▸ **Goal 1**
Find every line in the rows that contains the word "deposit" and copy each one out. Treat uppercase and lowercase as different.

▸ **Text excerpt**
● ● ●

Sharing data between subprocesses [question] #1048

Closed rporotti closed 3 years ago

rporotti commented 3 years ago

Hi,

cfr. #530, I would like to be able to share data between custom environments spawned with SubProcVecEnv. The solution suggested from @Miffyli here was to pass a multiprocessing.Queue() object to each environment. I tried to do that, but this clashes (apparently) with an already open multiprocessing instance from SB. Is there a way to successfully share data between the envs, without relying on external callbacks? Here you can find a MWE of what I would like to achieve:

import gym
import stable_baselines
import multiprocessing

class BaseEnv(gym.Env):
    def __init__(self, counter, q):
        super(BaseEnv, self).__init__()
        self.counter = counter
        self.queue = q

        if self.counter == 0:
            self.queue.put("Hello")

def make_env(counter, q):
    def _init():
        env = BaseEnv(counter, q)
        return env
    return _init

if __name__ == '__main__':
    n_envs = 4
    q = multiprocessing.Queue()
    env = stable_baselines.common.vec_env.SubprocVecEnv([make_env(i, q) for i in range(n_envs)])

but I get: OSError: [Errno 9] Bad file descriptor I know that this is strictly not a SB problem, but I was wondering if there were a possible fix to this. Thank for your help!

araffin commented 3 years ago

Hello, After some quick trials, it seems that you need to specify start_method="fork". I could get the following example to work (on linux): (I also tested it with Stable-Baselines3 to ensure it was not a tensorflow issue)


import multiprocessing

import numpy as np
import gym

from stable_baselines.common.vec_env import SubprocVecEnv

class CustomEnv(gym.Env):

  def __init__(self, counter, q):
    super(CustomEnv, self).__init__()
    self.observation_space = gym.spaces.Discrete(4)
    self.action_space = gym.spaces.Discrete(4)
    self.counter = counter
    self.queue = q

    if self.counter == 0:
        self.queue.put("Hello")
    else:
        print(self.queue.get())

  def reset(self):
    return self.observation_space.sample()

  def step(self, action):
    obs = self.observation_space.sample()
    reward = 1.0
    done = False
    info = {}
    return obs, reward, done, info

def make_env(counter, q):
    def _init():
        env = CustomEnv(counter, q)
        return env
    return _init

if __name__ == '__main__':
    n_envs = 2
    q = multiprocessing.Queue()
    env = SubprocVecEnv([make_env(i, q) for i in range(n_envs)], start_method="fork")
    obs = env.reset()
rporotti commented 3 years ago

Thanks, it works perfectly (on OSX too)! It was indeed a very quick fix, sorry for asking such a trivial question...

● ● ●

(Dataset rows)
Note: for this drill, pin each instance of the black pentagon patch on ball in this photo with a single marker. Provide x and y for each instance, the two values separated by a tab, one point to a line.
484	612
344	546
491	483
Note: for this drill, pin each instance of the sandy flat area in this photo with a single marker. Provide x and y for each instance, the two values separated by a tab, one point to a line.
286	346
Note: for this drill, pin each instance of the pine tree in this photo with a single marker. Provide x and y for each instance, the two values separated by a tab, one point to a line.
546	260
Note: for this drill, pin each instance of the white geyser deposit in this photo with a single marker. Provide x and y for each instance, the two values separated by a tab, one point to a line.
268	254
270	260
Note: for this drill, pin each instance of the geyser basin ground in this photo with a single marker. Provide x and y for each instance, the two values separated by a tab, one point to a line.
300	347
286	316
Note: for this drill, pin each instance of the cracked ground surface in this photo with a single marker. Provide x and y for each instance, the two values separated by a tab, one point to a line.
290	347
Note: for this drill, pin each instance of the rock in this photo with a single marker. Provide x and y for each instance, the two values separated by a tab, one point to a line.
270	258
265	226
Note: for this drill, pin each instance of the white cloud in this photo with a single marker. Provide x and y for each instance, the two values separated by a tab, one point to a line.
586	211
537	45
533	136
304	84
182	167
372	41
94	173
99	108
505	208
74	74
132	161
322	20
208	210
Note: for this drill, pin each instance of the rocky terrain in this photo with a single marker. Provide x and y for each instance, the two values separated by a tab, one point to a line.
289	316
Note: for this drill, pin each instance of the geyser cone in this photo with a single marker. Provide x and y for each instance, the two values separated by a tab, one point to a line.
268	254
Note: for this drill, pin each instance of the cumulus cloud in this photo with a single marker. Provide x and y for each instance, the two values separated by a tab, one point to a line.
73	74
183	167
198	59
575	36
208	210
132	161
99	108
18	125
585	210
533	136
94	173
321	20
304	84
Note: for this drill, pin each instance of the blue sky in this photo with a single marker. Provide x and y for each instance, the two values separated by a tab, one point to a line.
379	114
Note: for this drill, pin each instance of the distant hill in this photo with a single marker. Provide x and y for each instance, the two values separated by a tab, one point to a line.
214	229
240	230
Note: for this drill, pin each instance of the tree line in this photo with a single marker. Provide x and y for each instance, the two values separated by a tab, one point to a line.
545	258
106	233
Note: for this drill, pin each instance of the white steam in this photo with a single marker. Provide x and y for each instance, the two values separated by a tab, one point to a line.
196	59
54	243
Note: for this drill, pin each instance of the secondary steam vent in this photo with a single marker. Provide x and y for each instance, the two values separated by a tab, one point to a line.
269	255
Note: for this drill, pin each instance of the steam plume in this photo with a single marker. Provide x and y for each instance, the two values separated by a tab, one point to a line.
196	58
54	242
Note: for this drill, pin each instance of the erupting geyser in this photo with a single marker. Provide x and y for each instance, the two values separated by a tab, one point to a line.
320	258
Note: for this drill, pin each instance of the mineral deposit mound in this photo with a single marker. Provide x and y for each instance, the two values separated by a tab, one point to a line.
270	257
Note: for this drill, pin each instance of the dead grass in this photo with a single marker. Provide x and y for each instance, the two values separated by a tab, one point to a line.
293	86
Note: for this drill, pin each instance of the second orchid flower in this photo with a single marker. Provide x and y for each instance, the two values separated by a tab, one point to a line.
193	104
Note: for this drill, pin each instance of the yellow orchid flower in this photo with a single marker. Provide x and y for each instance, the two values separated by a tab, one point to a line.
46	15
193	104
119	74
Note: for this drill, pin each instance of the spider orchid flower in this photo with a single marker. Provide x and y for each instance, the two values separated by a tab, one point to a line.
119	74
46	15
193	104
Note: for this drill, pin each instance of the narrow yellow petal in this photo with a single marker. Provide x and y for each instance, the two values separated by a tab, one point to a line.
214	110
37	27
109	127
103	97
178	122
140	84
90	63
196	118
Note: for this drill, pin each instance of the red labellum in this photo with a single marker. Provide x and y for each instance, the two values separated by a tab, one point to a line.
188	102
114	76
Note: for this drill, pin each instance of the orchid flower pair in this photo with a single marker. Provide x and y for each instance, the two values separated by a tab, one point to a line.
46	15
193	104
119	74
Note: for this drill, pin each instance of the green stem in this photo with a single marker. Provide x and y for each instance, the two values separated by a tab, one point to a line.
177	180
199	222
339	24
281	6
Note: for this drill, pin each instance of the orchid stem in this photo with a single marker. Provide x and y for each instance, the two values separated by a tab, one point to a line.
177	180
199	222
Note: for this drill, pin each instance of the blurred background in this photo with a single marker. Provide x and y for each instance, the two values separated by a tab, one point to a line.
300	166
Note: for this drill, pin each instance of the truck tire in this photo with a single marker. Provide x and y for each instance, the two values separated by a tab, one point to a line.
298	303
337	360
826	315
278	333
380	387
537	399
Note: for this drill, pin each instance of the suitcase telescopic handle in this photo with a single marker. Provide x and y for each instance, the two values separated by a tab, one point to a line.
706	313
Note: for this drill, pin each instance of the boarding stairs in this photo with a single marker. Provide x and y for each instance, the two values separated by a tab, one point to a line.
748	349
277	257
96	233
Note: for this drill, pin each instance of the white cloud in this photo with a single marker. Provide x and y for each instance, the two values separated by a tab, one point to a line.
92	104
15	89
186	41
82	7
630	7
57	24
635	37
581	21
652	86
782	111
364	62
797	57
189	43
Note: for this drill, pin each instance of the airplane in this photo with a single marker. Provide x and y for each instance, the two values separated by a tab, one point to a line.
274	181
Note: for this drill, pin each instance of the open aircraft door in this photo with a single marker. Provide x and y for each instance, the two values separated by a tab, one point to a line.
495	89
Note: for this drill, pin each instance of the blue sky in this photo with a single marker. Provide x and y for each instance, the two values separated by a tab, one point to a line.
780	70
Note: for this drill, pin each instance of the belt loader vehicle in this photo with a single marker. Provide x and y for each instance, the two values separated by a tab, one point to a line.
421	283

● ● ●

▸ **Goal 2**
Transcribe the part of the forum thread on sharing data between subprocesses that falls between "but I get: OSError: [Errno" and "for your help!", inclusive.

▸ **Full output 1**
Note: for this drill, pin each instance of the white geyser deposit in this photo with a single marker. Provide x and y for each instance, the two values separated by a tab, one point to a line.
Note: for this drill, pin each instance of the mineral deposit mound in this photo with a single marker. Provide x and y for each instance, the two values separated by a tab, one point to a line.

▸ **Full output 2**
but I get: OSError: [Errno 9] Bad file descriptor I know that this is strictly not a SB problem, but I was wondering if there were a possible fix to this. Thank for your help!